_What to work on_. Rewrite the listing from the line with "Target: sunlit hillside" down to the end, changing "one dot per instance" to "a single dot for each instance" and keeping everything else the same. Give back only those lines.

(Stored data entries)
=-=-=-=-=
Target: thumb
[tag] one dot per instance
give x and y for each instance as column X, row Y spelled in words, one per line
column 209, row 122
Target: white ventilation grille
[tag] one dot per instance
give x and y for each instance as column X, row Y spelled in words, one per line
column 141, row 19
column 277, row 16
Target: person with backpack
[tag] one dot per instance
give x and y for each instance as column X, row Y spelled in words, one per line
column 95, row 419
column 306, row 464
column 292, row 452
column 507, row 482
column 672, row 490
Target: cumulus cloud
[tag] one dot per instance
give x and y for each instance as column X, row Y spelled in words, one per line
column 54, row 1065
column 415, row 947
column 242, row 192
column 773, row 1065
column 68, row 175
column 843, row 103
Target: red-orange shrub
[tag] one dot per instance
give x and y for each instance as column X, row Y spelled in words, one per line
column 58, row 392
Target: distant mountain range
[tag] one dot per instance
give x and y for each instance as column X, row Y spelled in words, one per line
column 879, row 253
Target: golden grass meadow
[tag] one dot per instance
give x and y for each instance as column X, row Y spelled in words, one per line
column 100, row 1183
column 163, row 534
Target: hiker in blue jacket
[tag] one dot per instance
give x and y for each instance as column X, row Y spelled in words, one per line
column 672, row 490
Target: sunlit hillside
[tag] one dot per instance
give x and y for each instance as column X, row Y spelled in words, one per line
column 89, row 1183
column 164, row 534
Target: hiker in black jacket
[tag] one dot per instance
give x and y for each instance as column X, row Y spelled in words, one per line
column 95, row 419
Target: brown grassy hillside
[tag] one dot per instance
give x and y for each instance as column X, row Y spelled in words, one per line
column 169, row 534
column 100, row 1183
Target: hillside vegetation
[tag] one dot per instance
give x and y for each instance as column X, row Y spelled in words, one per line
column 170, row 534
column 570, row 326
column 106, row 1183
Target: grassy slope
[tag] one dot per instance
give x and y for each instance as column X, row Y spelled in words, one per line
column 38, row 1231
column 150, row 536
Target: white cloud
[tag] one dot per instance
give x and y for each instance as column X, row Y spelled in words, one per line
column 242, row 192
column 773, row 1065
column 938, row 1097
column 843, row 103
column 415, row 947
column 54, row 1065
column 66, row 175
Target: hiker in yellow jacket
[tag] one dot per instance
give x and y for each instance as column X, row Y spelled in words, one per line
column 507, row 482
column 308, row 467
=-=-=-=-=
_Output_.
Target: sunlit hillside
[tag] a single dot for each instance
give x and y for each instance as column X, row Y spelled in words, one per line
column 89, row 1183
column 164, row 534
Target: hiker in black jacket
[tag] a single dot for each instance
give x and y for each instance as column X, row Y spelled in words, one per line
column 95, row 419
Target: brown grassy hillside
[tag] a single dot for each instance
give x and y for each instance as column X, row Y spelled in words, one per line
column 169, row 534
column 100, row 1183
Target: hillside vegetation
[tag] a single dot for each instance
give x and y for each instance as column X, row Y spelled in words, one per line
column 170, row 534
column 570, row 326
column 106, row 1183
Target: grassy slope
[tag] a single dot for each instance
give x and y for each instance as column X, row Y spelled in words, one per line
column 38, row 1231
column 150, row 536
Target: white cloud
[tag] a single dot for each instance
give x and y for each instance as column X, row Y spelled in words, one per line
column 242, row 192
column 773, row 1065
column 938, row 1097
column 843, row 103
column 415, row 947
column 54, row 1065
column 66, row 175
Target: hiker in yellow jacket
[tag] a single dot for each instance
give x and y for each instance as column X, row Y spelled in words, one per line
column 507, row 482
column 308, row 467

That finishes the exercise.